● What you should do
In the rows below, copy every line word for word, beginning at the line that contains "If you could point to the airplane tail" and continuing through the last row.

● Records of labeled points
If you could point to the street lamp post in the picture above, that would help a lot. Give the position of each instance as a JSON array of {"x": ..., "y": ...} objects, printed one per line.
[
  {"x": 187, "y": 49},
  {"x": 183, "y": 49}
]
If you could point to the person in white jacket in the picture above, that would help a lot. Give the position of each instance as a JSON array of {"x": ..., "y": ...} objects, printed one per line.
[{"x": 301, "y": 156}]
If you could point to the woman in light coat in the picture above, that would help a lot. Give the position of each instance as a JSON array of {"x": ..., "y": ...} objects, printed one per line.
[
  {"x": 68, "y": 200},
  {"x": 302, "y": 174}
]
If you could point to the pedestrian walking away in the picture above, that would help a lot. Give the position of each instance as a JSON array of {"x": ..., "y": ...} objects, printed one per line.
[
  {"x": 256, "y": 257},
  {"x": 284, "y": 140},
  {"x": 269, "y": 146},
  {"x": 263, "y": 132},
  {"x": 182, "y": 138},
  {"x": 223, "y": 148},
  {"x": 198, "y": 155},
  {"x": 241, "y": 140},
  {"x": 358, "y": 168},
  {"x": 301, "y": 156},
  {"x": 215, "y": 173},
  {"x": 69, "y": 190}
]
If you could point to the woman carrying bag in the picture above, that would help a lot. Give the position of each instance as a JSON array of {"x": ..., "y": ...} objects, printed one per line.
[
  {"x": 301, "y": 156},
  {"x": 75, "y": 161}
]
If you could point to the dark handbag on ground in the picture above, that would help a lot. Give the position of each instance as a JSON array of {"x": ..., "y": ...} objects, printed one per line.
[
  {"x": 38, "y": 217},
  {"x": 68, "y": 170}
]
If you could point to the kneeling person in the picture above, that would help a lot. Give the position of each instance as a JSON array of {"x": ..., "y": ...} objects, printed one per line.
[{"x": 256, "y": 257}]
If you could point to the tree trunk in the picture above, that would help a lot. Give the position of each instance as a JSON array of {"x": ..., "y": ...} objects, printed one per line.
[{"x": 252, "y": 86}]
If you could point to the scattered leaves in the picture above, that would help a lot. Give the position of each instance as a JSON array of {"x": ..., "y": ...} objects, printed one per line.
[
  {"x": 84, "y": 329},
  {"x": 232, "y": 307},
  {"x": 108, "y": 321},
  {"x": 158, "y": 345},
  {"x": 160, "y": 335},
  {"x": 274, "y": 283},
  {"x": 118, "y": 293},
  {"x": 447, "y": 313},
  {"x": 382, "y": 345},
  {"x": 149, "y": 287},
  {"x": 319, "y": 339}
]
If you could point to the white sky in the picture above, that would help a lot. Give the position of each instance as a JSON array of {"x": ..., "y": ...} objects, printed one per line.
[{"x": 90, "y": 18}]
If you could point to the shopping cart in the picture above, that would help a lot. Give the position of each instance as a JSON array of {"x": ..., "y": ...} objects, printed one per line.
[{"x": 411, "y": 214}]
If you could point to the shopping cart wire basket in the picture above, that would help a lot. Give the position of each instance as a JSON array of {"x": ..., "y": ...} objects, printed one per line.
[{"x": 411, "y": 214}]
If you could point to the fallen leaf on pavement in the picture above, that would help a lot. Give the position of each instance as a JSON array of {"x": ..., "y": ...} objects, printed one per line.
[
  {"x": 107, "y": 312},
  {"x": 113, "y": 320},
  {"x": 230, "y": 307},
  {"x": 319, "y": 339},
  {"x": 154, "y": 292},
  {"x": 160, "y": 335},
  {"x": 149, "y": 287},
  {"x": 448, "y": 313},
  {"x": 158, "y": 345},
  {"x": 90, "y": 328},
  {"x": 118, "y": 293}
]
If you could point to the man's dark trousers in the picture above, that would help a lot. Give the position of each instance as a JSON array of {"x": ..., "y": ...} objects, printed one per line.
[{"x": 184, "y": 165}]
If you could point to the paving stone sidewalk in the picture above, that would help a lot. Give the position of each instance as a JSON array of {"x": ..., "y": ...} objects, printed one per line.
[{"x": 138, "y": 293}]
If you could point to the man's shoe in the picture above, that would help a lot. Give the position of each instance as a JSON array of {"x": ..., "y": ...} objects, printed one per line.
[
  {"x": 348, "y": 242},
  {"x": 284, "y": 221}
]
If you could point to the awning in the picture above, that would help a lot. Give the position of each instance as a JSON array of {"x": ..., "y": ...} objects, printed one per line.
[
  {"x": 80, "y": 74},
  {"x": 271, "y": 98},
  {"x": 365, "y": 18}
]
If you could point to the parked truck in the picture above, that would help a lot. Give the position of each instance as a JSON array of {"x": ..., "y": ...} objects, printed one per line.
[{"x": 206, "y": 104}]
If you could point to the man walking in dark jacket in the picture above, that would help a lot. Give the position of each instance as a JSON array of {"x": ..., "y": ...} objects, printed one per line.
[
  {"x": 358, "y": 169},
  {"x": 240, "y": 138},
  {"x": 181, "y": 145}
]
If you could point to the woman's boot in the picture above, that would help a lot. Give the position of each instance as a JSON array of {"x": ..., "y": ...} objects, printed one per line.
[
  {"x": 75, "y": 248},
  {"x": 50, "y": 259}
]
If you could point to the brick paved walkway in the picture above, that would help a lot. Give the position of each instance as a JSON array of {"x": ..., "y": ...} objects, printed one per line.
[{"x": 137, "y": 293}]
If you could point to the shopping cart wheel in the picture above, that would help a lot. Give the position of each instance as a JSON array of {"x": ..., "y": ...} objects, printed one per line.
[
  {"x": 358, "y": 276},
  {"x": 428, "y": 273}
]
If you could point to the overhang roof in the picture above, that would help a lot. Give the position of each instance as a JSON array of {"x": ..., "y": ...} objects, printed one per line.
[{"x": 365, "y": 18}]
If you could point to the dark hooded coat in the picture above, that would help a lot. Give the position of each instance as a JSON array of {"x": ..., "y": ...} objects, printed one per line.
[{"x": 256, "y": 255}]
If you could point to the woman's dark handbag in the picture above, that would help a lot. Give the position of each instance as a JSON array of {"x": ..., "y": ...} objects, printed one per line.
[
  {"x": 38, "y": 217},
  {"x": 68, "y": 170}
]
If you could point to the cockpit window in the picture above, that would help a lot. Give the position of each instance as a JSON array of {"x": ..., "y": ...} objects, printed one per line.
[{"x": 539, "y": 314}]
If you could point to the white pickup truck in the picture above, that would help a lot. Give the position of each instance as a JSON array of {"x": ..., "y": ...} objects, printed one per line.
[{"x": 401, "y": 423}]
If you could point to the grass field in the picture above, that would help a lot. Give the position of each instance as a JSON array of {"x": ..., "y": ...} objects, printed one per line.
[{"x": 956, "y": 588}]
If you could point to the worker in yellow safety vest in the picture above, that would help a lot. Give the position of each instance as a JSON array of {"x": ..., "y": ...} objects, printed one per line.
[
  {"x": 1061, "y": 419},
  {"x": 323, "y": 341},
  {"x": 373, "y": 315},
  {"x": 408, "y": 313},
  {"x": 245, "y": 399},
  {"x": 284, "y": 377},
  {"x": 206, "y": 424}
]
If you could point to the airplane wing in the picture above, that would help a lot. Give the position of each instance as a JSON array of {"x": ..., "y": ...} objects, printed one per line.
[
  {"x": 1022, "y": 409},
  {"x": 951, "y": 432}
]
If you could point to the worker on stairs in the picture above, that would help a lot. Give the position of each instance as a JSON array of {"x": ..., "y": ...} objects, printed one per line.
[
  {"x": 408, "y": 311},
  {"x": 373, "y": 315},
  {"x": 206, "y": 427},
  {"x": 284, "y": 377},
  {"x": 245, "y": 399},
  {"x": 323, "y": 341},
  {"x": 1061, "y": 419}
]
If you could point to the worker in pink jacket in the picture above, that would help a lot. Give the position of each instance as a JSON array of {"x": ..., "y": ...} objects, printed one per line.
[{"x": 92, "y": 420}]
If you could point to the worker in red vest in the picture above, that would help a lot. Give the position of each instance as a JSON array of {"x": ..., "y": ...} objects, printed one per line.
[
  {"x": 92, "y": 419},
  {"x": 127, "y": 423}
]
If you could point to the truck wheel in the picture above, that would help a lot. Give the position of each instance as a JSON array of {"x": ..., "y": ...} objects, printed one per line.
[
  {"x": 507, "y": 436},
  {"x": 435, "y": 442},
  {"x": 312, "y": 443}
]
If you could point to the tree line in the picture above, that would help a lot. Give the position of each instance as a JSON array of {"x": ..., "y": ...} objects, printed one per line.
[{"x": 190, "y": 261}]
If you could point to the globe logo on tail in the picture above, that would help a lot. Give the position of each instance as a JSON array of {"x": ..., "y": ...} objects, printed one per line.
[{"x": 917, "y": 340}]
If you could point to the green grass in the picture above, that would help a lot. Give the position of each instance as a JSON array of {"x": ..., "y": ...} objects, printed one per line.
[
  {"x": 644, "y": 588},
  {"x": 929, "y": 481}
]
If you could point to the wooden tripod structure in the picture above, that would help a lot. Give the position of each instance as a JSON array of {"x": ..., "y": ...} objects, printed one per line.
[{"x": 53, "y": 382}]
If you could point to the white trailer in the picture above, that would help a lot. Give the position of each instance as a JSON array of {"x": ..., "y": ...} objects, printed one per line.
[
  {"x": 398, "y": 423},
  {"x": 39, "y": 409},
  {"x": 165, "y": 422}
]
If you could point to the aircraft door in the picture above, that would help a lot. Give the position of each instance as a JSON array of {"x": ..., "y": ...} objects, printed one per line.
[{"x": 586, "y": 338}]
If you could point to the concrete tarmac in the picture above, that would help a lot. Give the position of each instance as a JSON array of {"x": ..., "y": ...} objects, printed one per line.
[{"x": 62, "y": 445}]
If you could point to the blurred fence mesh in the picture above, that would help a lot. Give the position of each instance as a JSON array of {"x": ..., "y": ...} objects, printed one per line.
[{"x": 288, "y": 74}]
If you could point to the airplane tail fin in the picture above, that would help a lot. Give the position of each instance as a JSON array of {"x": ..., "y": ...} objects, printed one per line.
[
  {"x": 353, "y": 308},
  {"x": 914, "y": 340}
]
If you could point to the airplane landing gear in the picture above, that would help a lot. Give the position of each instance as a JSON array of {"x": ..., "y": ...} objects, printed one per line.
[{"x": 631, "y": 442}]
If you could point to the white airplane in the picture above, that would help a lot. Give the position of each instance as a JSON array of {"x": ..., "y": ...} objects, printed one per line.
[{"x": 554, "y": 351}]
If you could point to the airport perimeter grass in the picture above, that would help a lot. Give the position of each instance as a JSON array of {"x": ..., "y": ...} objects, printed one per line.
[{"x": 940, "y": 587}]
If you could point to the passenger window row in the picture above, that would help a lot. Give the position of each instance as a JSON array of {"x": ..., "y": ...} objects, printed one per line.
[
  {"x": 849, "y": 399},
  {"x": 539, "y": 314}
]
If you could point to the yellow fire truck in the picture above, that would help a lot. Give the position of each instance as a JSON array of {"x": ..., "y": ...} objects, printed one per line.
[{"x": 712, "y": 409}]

● Result below
If you could point to the airplane tail fin in the picture above, that would help a lot. Give the position of each instance as a JSON array of {"x": ..., "y": ...} objects, printed one per line.
[
  {"x": 353, "y": 308},
  {"x": 914, "y": 340}
]
If you could point to the airplane landing gear in the picture above, that would help a lot. Give the position of each instance as a JSON array of {"x": ..., "y": ...} objects, printed one per line.
[{"x": 631, "y": 442}]
If you could point to the white airplane in the picture above, that would help a lot. Give the position of each instance as a JSON array of {"x": ..., "y": ...} objects, printed one per line.
[{"x": 554, "y": 351}]
If you could point to the airport perimeter grass in the picture above, that would help a lot. Give the position of each instance as a JSON array of {"x": ..., "y": ...} objects, printed one per line.
[{"x": 940, "y": 587}]
If you could point to the passenger window row in the picture above, that would help a lot. Give the position of each instance as a JSON array of {"x": ..., "y": ...} objects, printed one per line.
[
  {"x": 849, "y": 399},
  {"x": 539, "y": 314}
]
If you could point to the yellow fire truck in the picture above, that would help a lot. Give the position of each instance as a JSON array of {"x": ..., "y": ...} objects, printed one per line.
[{"x": 712, "y": 409}]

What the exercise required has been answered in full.